### Task goal
Copy every one of the entries below word for word, leaving out the pictures.

===== Provided material

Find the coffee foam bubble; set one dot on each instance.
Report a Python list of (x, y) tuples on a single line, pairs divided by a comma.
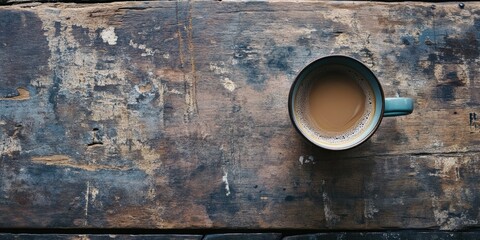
[(315, 134)]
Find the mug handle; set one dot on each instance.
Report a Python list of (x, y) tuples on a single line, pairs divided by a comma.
[(398, 107)]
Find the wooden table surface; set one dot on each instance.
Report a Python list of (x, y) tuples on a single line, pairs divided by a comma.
[(173, 115)]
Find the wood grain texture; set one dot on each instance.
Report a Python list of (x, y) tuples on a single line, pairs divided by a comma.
[(6, 236), (174, 115), (241, 236), (404, 235)]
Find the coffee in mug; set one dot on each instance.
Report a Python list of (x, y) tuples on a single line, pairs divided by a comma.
[(337, 103)]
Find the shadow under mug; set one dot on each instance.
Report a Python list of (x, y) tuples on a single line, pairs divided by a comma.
[(384, 107)]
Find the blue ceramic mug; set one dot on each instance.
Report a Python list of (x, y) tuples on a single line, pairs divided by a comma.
[(376, 105)]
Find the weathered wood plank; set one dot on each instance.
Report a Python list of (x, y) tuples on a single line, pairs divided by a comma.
[(407, 235), (241, 236), (6, 236), (173, 115)]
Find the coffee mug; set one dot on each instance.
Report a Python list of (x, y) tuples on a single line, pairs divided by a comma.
[(337, 103)]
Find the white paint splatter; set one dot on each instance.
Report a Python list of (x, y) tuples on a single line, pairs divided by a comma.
[(147, 51), (229, 84), (87, 198), (447, 222), (218, 68), (108, 36), (10, 145), (225, 181)]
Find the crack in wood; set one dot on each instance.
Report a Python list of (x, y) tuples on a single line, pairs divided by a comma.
[(66, 161), (23, 94)]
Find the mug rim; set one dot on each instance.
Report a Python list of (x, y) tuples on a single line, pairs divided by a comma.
[(291, 107)]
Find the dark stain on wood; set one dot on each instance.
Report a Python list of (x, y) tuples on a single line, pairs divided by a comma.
[(112, 135), (23, 51)]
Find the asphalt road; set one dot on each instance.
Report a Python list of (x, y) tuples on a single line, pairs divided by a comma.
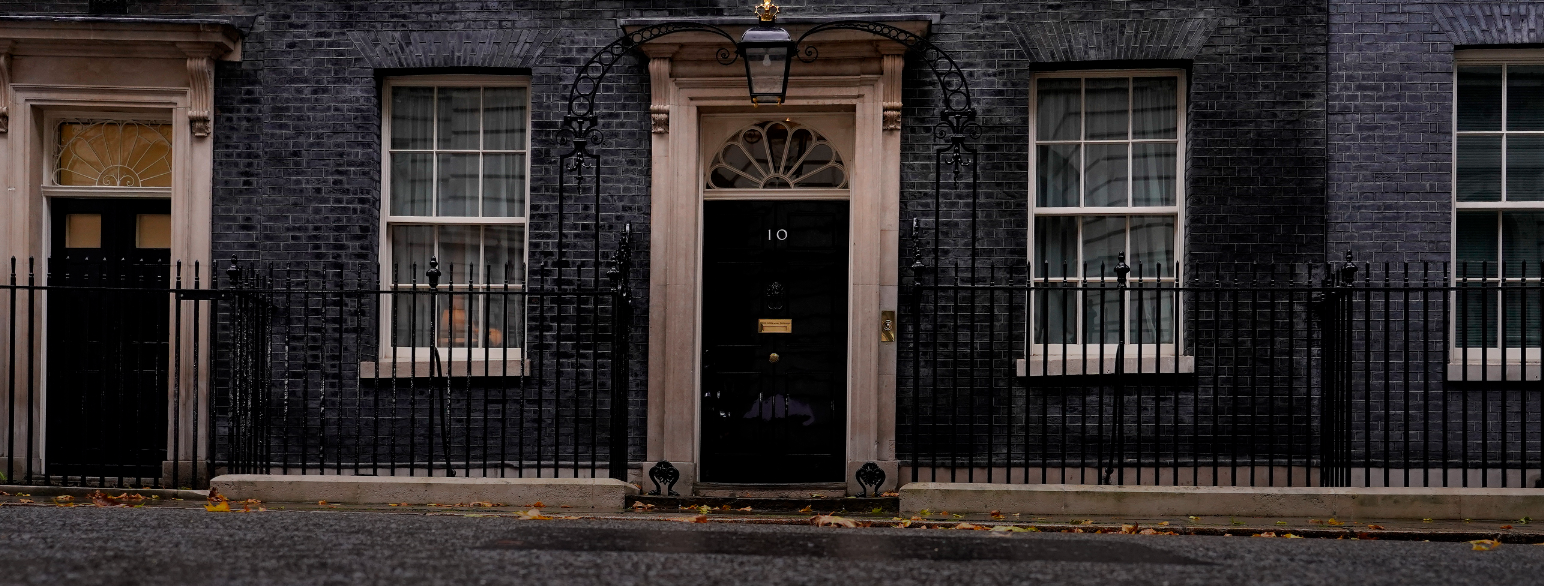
[(190, 546)]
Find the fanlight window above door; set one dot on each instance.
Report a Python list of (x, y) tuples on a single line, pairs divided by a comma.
[(113, 153), (777, 156)]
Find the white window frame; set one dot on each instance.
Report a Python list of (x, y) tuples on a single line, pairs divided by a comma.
[(1090, 358), (1489, 363), (460, 361)]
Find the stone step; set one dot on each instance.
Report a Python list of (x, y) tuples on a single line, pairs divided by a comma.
[(721, 505)]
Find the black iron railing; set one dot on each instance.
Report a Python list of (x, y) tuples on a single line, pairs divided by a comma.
[(125, 377), (1323, 375)]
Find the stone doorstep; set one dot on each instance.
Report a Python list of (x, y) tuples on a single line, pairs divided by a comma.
[(732, 505), (84, 491), (1157, 501), (576, 494)]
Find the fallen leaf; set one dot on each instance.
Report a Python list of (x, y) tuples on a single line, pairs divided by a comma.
[(1486, 545), (832, 522)]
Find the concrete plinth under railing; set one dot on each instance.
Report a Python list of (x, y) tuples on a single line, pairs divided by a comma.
[(1155, 501), (578, 494)]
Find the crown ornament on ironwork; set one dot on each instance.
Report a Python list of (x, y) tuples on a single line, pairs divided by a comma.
[(434, 272), (1121, 269), (768, 11)]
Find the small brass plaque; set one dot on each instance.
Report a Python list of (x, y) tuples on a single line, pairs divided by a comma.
[(774, 326)]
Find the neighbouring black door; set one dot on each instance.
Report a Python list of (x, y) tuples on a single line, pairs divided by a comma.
[(108, 307), (774, 341)]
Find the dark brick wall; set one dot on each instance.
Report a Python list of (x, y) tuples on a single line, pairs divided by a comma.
[(1390, 117)]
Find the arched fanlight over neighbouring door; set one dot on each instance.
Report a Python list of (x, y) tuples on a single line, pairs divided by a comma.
[(777, 156)]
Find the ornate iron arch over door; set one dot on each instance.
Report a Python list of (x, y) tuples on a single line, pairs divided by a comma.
[(584, 218)]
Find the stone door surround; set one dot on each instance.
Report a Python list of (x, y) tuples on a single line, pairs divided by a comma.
[(851, 93)]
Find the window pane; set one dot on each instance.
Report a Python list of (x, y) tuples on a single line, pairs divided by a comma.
[(1106, 179), (504, 185), (411, 184), (411, 247), (1107, 108), (1055, 245), (1526, 97), (504, 119), (1524, 168), (411, 117), (459, 111), (457, 188), (1155, 107), (505, 253), (459, 253), (113, 154), (1479, 168), (1152, 245), (1479, 97), (1151, 315), (1476, 258), (1103, 238), (1056, 176), (1521, 242), (1476, 244), (1058, 111), (1155, 167)]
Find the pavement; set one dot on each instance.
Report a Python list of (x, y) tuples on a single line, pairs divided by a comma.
[(179, 543)]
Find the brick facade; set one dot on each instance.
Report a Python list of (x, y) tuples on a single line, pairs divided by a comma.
[(1313, 127)]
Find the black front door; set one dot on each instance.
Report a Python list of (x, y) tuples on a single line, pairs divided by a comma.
[(774, 341), (108, 336)]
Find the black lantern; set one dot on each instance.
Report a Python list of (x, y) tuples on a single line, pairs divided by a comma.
[(768, 53)]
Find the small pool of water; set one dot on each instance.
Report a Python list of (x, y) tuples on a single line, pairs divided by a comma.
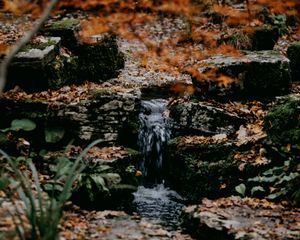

==========

### Complete output
Find the coffee foam bubble; set one dot on each instance.
Report a Python list of (x, y) tuples on a single line, pairs divided by a comma.
[(315, 134)]
Find the mug handle; set one dot on each instance.
Report a Python list of (x, y) tuples on a single line, pairs divided by a comma.
[(398, 107)]
Find the wooden table surface; set one dot on each instance.
Report a Python list of (x, y) tuples on a single line, pairs divided by a comma.
[(173, 115)]
Find the wood grain texture; set one dot on each instance.
Report a Python list of (x, y) tuples on a single line, pairs divided by a comma.
[(6, 236), (174, 115), (241, 236), (404, 235)]
Find the coffee in mug; set one dot on each instance.
Report a Python list of (x, y) tuples on a single line, pairs divided by a comma.
[(337, 103)]
Find the shadow under mug; set one dot on each instance.
Report a Python list of (x, y) tuples on a single line, pairs divided by a comma.
[(384, 107)]
Find the blue ceramic mug; set one dot on each instance.
Report a Python list of (x, y) tuples on a single line, pairs divided by a comma.
[(376, 105)]
Find the weathered wood plank; set one dot on each instance.
Report a Python list of (x, y) tuples on a single line, pairs divided by a comma.
[(407, 235), (241, 236), (6, 236), (173, 115)]
Find the coffee mug; set one dot on each instance.
Report a Python list of (x, y) tuples on a single line, pairs divided by a comma.
[(337, 103)]
Find the white paint splatter; set one dot on each instance.
Report a Python list of (x, y) tuples on a single line, pairs divided by a comma.
[(147, 51), (229, 84), (87, 198), (447, 222), (218, 68), (108, 36), (10, 145), (225, 181)]
Find the crack in wood; set one dot on each instance.
Report a Python list of (x, y) tuples on a single line, pairs divided by a comma.
[(66, 161), (23, 94)]
Find the mug rim; set one dot on each instance.
Report a Python list of (x, y) tuples on a single line, pairs divided by a comma.
[(291, 107)]
Find the dark stain on wood; set one dot on each instance.
Report a Python list of (x, y) tuples on a single line, pairs divided by a comma.
[(112, 135), (23, 51)]
Find the asphalt road; set one dot on each instance.
Report a Python list of (x, y) tuples on a single line, pairs divided by a comma.
[(190, 546)]
Find the fanlight window above door; set one dot on each instance.
Report a Python list of (x, y) tuples on a single line, pairs divided by a comma.
[(113, 153), (777, 156)]
Find the white window frame; set one dot on each instance.
Report a Python list of (x, y) tuples on a single line, pairs divided by a comma.
[(1090, 358), (1489, 363), (460, 361)]
Find the stone step; set one dot on each instance.
Report a Python list of (x, y) tuples on a single line, pairs divided by a comma.
[(721, 505)]
Find the black iron railing; set one dot on each instance.
Report a Python list of (x, y) tuples on a single line, pairs divided by a comma.
[(125, 377), (1323, 375)]
Find the stone doorstep; set one dot on each instance.
Report a Python list of (x, y) tuples on a single line, pairs divided by a comma.
[(732, 505), (84, 491), (1157, 501), (576, 494)]
Find the fallen leaf; set one dot on each instance.
Report a Python list of (x, y) tuples on a single line, pairs divided by a comma.
[(1486, 545), (832, 522)]
Find the concrete plinth under railing; set one dot on each instance.
Report a Python list of (x, y) tuples on a single line, pairs divided by a comma.
[(1155, 501), (578, 494)]
Find the crown ornament on ironwork; set one dot on each instance.
Report a Python list of (x, y) tuples on a single line, pairs divided by a comma.
[(434, 272), (1121, 269), (768, 11)]
Find the small brass plaque; set one dot on each instance.
Report a Python list of (x, y) tuples on a single line, pairs divided by a comma.
[(774, 326)]
Find the neighbouring black door; set one dot on each instance.
Report a Python list of (x, y) tuples on a single line, pairs divided by a comma.
[(108, 307), (774, 341)]
Find the dark brick wall; set one dot on each instance.
Report a Python list of (x, y) tuples on a single line, pairs divided by a comma.
[(1390, 117)]
Find the arched fanlight over neighbouring door; set one dot on each instance.
Report a Python list of (x, y) tuples on a single line, pairs divided by a comma.
[(777, 156)]
Find the ornate iron arch over door; set one dot on each instance.
Report a Python list of (x, y) tuples on a single line, pairs divided by a comma.
[(584, 218)]
Find the stone door surround; set one dot on each instance.
Report a Python list of (x, y) tuples on a single line, pairs divided by a comma.
[(851, 93)]
Find the window pane; set one dot on each instance.
Report a Python list of (x, y) tuples on a single line, pairs divided by a comma.
[(1106, 179), (504, 185), (411, 184), (411, 247), (1107, 108), (1055, 245), (1526, 97), (504, 119), (1524, 168), (411, 117), (459, 111), (457, 188), (1155, 107), (505, 253), (459, 253), (113, 154), (1479, 168), (1152, 245), (1479, 97), (1151, 315), (1476, 258), (1103, 238), (1056, 176), (1521, 242), (1476, 244), (1058, 111), (1155, 167)]
Find the pavement; set one dot on each instance.
Report a Python list of (x, y) tuples on a single line, pairs divided by a comma.
[(179, 543)]
Find the brick facade; set one dot on each instance.
Report a Python list of (x, y) tuples on a single line, pairs divided by a comma.
[(1313, 127)]
Find the black front door; set one dot on each instance.
Report a Python list of (x, y) tuples on a single line, pairs divided by a comma.
[(774, 341), (108, 336)]
Find the black lantern; set one dot on each instance.
Report a Python list of (x, y) tuples on a single line, pairs divided by a comma.
[(768, 53)]
Find the small pool of water; set one dot on each instance.
Report a Python list of (x, y) tuples on a single line, pairs divided by a comma.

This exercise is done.